## Source text

------------------------------------------------------------

India’s judiciary stands guardian against authoritarian tendencies (Column: Political Circus)
Rashtriya Swayamsevak Sangh (RSS) chief Mohan Bhagwat’s advice to cow vigilantes not to bother over much about judicial strictures shows a measure of annoyance with the roadblocks which the Hindutva lobby is facing in a secular polity.
The dissatisfaction may have increased in the saffron camp in view of two more Supreme Court pronouncements relating to inter-faith marriages and the fate of the Rohingyas, the hapless refugees from Myanmar who have aroused the saffron brotherhood’s ire presumably because they are Muslims.
On inter-faith marriages, the court has wanted to know in the context of a Kerala High Court judgement whether the judiciary can annul a wedding between two adults belonging to two different religions.
It is a rhetorical question which strikes at the root of a Sangh Parivar agenda which seeks to prohibit by fair means and foul any love affair or marriage between a Hindu woman and Muslim man and, by implication, between Hindus and Christians as well or any other religious community.
The Parivar’s argument is that such nuptials are no more than a ploy to lure the woman into a familial arrangement to facilitate her conversion.

------------------------------------------------------------

## Provided information

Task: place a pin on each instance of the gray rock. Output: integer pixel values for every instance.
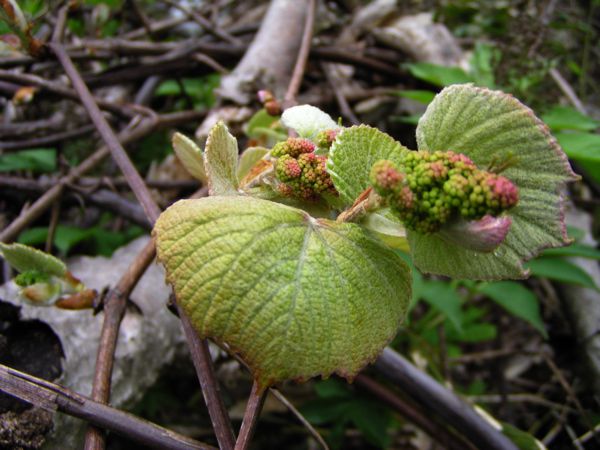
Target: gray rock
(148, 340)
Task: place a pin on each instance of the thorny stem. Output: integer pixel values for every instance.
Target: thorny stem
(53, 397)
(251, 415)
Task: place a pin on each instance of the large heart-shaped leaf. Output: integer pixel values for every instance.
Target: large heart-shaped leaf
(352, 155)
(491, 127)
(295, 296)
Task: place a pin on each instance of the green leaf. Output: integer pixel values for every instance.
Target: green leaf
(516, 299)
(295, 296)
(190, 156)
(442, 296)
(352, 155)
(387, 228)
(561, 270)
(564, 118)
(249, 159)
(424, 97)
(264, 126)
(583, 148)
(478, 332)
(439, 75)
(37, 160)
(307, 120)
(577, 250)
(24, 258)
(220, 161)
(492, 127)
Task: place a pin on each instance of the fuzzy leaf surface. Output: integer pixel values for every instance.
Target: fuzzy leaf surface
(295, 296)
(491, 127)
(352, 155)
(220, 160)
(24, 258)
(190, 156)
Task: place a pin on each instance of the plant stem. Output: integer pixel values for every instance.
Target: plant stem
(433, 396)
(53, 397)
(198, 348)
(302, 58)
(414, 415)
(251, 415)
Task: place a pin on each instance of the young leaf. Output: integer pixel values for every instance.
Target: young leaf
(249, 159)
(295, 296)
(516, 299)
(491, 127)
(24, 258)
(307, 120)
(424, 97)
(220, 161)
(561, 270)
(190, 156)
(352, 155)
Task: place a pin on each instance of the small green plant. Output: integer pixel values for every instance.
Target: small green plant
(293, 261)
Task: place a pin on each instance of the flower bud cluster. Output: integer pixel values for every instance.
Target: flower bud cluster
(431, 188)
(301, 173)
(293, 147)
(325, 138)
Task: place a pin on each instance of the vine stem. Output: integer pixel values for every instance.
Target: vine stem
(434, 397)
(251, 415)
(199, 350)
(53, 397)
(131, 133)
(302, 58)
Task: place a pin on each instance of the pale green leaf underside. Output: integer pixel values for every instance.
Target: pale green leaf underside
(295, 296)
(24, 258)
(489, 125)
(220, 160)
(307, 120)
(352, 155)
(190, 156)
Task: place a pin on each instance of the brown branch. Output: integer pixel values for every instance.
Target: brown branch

------------------------------------------------------------

## Stated goal
In the column on India's judiciary, what country have the Rohingya refugees come from?

## Exercise answer
Myanmar